PROBLEM: Say how many lines below have "shirt" in them, giving the number alone.
========================================================================
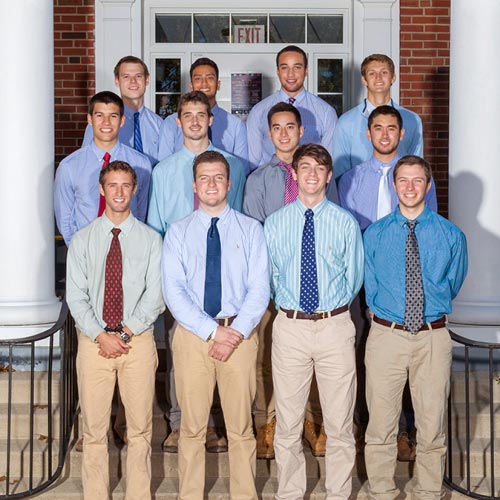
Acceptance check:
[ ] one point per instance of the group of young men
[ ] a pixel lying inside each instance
(259, 267)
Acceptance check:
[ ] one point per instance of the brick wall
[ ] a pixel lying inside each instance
(424, 79)
(74, 71)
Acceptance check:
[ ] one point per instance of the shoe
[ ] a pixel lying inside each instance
(265, 440)
(316, 438)
(79, 445)
(215, 441)
(171, 442)
(406, 449)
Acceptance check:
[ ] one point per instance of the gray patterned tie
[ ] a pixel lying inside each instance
(414, 301)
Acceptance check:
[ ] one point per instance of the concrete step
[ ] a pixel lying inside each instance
(21, 387)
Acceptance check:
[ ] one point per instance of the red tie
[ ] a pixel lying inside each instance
(112, 311)
(102, 201)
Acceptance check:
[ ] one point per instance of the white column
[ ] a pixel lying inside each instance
(27, 300)
(474, 197)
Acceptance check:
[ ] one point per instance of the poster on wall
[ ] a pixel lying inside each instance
(246, 92)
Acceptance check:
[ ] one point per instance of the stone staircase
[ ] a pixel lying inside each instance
(164, 466)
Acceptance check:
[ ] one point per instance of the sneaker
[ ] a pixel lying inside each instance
(171, 442)
(265, 440)
(215, 441)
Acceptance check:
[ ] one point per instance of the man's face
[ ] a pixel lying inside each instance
(385, 134)
(106, 122)
(205, 79)
(211, 185)
(378, 78)
(311, 177)
(132, 81)
(118, 190)
(291, 72)
(285, 132)
(411, 186)
(194, 121)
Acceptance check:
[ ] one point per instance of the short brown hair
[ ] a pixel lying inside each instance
(132, 60)
(210, 156)
(316, 151)
(196, 96)
(382, 58)
(117, 166)
(414, 160)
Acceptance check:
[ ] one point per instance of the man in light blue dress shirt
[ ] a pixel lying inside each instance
(132, 78)
(215, 340)
(350, 143)
(318, 117)
(314, 336)
(76, 193)
(227, 131)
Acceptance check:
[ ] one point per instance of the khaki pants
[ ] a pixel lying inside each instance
(325, 347)
(97, 376)
(392, 356)
(195, 376)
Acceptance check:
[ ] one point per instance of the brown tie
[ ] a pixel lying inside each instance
(102, 201)
(112, 311)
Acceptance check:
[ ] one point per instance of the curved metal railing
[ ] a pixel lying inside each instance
(471, 464)
(31, 463)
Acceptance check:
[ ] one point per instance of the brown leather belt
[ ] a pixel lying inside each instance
(290, 313)
(439, 323)
(225, 321)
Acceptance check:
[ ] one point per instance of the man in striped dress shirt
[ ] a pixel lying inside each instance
(316, 255)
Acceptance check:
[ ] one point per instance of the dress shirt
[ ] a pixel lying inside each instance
(318, 119)
(172, 197)
(228, 133)
(76, 188)
(265, 190)
(339, 254)
(352, 147)
(358, 191)
(85, 276)
(244, 271)
(443, 260)
(149, 123)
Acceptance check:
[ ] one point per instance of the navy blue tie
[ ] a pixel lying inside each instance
(309, 300)
(137, 133)
(213, 286)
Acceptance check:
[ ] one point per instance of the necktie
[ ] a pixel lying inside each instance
(102, 201)
(384, 193)
(213, 286)
(291, 188)
(414, 298)
(137, 133)
(309, 300)
(112, 311)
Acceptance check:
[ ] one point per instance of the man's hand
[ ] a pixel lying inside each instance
(227, 336)
(220, 352)
(111, 345)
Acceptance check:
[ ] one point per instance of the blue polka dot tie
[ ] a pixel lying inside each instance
(414, 296)
(309, 300)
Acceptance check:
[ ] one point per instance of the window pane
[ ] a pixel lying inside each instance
(173, 28)
(168, 75)
(325, 29)
(287, 29)
(211, 28)
(249, 28)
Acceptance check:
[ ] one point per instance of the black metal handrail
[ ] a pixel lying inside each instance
(65, 411)
(465, 486)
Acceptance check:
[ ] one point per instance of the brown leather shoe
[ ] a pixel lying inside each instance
(216, 442)
(316, 438)
(406, 449)
(171, 442)
(265, 440)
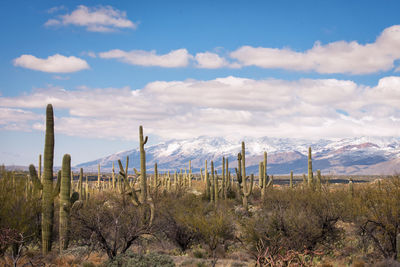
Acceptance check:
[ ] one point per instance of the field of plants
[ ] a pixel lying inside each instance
(179, 218)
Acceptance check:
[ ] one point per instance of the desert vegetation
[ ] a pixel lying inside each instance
(179, 218)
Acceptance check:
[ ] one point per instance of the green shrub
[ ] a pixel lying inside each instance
(131, 259)
(88, 264)
(292, 222)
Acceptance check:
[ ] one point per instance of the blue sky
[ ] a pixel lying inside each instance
(298, 69)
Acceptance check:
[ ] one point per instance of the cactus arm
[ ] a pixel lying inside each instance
(126, 183)
(35, 180)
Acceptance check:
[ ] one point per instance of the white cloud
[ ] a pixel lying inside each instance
(306, 108)
(55, 64)
(174, 59)
(336, 57)
(97, 19)
(56, 9)
(208, 60)
(17, 119)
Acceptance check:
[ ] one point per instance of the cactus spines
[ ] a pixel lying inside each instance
(87, 188)
(80, 185)
(98, 177)
(215, 183)
(246, 190)
(223, 185)
(291, 179)
(351, 187)
(48, 190)
(113, 177)
(310, 173)
(319, 179)
(40, 167)
(262, 179)
(143, 198)
(143, 180)
(65, 202)
(207, 182)
(398, 247)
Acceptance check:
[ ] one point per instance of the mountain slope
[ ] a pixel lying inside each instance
(364, 155)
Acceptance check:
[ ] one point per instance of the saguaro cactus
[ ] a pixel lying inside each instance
(310, 173)
(46, 185)
(319, 179)
(98, 177)
(291, 179)
(262, 179)
(143, 198)
(66, 202)
(246, 190)
(223, 184)
(207, 182)
(143, 180)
========================================================================
SOLUTION FOR THIS EXERCISE: 3